Teks Bacaan

# # # #

Skip to content Skip to sidebar Skip to footer

MEMATIKAN DEMOKRASI Halus Seperti Tenun Sutra



Garistebal.com- Democritos, tentu tak menyangka. Namanya akan menjadi satu 'idiom' dunia, idiom yang dipakai hampir 200 negara sebagai simbol peradaban 'welfare state' (negara kesejahteraan). Juga 'nation state' (negara bangsa), hingga akhir zaman. 

Sekalipun tak dijelaskan, dan juga belum tentu berasal dari nama sang filosof. Etimologi (asal usul kata) Democritos, tak bisa dipungkiri, mengarah pada nama nya.

Salah satu deskripsi Democritos tentang kehidupan sosial adalah, keadaan di mana manusia hidup damai dan tenteram. Tak terganggu oleh rasa takut. Rasa cemas, dan rasa terancam.

# # # #

Data Tugas
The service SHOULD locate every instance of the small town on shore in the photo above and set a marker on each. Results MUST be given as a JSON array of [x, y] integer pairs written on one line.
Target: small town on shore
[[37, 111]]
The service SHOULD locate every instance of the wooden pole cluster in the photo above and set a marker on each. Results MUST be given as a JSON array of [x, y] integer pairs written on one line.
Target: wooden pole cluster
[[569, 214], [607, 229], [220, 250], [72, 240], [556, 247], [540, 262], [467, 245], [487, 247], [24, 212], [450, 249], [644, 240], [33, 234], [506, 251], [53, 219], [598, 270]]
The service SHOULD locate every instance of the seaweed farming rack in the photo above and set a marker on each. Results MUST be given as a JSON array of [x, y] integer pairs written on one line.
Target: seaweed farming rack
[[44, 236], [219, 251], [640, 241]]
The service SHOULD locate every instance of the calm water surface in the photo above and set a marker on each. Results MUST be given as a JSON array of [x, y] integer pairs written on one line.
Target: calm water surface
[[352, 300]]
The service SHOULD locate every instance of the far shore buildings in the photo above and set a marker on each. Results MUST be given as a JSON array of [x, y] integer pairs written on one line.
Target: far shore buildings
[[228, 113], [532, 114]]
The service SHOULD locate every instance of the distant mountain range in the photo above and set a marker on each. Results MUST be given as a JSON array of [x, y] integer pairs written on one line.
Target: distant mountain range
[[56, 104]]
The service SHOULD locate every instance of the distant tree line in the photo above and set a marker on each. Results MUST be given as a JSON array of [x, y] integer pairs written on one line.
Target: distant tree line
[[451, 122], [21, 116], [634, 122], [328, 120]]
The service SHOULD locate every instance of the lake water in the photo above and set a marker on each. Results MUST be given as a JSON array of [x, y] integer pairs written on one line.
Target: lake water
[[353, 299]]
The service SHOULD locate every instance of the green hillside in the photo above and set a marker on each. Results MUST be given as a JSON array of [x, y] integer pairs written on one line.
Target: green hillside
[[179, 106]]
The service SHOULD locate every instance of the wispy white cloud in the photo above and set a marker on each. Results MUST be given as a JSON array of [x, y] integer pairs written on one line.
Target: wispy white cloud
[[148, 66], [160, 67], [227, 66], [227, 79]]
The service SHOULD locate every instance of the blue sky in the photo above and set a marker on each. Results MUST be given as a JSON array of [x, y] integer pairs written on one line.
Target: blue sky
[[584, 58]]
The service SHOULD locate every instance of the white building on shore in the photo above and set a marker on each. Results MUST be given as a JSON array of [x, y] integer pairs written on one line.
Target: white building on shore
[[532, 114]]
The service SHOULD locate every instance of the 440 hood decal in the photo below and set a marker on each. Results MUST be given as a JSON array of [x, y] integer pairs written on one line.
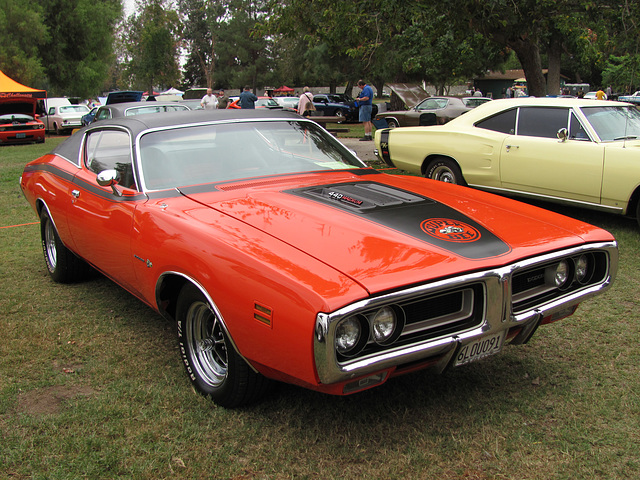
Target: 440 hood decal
[[406, 212]]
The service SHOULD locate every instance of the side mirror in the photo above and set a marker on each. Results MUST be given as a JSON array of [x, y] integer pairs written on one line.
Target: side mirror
[[563, 134], [108, 178]]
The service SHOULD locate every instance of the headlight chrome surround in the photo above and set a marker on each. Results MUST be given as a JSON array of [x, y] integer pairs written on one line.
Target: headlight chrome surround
[[351, 335], [387, 324]]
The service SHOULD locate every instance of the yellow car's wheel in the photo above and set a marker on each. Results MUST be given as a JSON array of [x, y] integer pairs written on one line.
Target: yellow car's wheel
[[445, 170]]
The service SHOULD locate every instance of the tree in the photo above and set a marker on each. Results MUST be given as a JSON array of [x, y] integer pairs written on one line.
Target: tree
[[202, 24], [152, 41], [23, 31], [78, 50]]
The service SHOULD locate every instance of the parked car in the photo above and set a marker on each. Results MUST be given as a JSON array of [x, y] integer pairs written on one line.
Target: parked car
[[18, 121], [579, 152], [335, 105], [64, 118], [130, 109], [88, 118], [268, 102], [634, 98], [432, 111], [289, 259], [261, 102], [288, 103]]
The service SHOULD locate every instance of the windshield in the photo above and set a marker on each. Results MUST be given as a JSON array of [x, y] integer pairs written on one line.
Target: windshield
[[615, 122], [15, 117], [221, 152], [74, 109]]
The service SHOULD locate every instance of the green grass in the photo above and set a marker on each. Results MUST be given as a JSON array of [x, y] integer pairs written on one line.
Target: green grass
[[91, 386]]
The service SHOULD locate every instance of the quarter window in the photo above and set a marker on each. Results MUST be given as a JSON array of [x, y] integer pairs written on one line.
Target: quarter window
[[541, 121], [576, 130], [110, 150], [504, 122]]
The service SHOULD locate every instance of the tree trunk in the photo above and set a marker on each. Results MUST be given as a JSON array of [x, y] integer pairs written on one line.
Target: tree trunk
[[528, 53], [555, 56]]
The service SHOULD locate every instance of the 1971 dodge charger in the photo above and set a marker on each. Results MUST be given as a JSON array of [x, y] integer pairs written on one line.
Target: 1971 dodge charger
[[280, 256], [580, 152]]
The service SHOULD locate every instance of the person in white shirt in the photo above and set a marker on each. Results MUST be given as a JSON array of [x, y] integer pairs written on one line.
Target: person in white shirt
[[209, 101]]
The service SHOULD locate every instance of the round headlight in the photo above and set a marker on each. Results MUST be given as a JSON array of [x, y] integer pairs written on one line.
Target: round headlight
[[582, 268], [384, 324], [562, 273], [348, 334]]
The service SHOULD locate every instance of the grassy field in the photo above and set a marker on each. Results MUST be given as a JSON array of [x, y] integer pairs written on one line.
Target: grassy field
[[91, 386]]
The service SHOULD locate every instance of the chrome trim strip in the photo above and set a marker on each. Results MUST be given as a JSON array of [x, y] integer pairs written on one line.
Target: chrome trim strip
[[549, 198], [498, 315]]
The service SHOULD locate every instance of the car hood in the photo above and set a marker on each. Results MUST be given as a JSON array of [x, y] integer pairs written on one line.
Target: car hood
[[410, 94], [388, 231], [123, 97], [25, 106]]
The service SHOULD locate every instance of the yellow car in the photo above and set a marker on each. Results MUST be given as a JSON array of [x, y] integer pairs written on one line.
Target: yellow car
[[579, 152]]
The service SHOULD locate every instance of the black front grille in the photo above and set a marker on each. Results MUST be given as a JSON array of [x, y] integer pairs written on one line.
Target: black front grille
[[534, 286], [444, 313]]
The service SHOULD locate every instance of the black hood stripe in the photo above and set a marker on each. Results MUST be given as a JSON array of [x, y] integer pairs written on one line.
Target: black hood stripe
[[412, 214]]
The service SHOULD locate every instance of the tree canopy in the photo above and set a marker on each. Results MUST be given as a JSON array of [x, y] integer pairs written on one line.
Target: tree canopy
[[83, 47]]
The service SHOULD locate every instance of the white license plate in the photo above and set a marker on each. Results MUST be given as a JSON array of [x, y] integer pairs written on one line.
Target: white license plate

# # # #

Daftar Tugas
[1] Jawablah pertanyaan berikut berdasarkan teks bacaan.
(a) Menurut teks bacaan, dipakai oleh kira-kira berapa negara idiom yang dikaitkan dengan nama Democritos?
(b) Apa arti istilah etimologi menurut teks bacaan?
(c) Rasa apa saja yang disebut tidak mengganggu manusia dalam deskripsi Democritos tentang kehidupan sosial?
[2] Salin tanpa perubahan baris-baris catatan dari awal catatan sampai baris yang memuat "[[228, 113], [532, 114]]", termasuk kedua baris batasnya.

Kunci Jawaban
[1]
(a) Hampir 200 negara.
(b) Asal usul kata.
(c) Rasa takut, rasa cemas, dan rasa terancam.

[2]
The service SHOULD locate every instance of the small town on shore in the photo above and set a marker on each. Results MUST be given as a JSON array of [x, y] integer pairs written on one line.
Target: small town on shore
[[37, 111]]
The service SHOULD locate every instance of the wooden pole cluster in the photo above and set a marker on each. Results MUST be given as a JSON array of [x, y] integer pairs written on one line.
Target: wooden pole cluster
[[569, 214], [607, 229], [220, 250], [72, 240], [556, 247], [540, 262], [467, 245], [487, 247], [24, 212], [450, 249], [644, 240], [33, 234], [506, 251], [53, 219], [598, 270]]
The service SHOULD locate every instance of the seaweed farming rack in the photo above and set a marker on each. Results MUST be given as a JSON array of [x, y] integer pairs written on one line.
Target: seaweed farming rack
[[44, 236], [219, 251], [640, 241]]
The service SHOULD locate every instance of the calm water surface in the photo above and set a marker on each. Results MUST be given as a JSON array of [x, y] integer pairs written on one line.
Target: calm water surface
[[352, 300]]
The service SHOULD locate every instance of the far shore buildings in the photo above and set a marker on each. Results MUST be given as a JSON array of [x, y] integer pairs written on one line.
Target: far shore buildings
[[228, 113], [532, 114]]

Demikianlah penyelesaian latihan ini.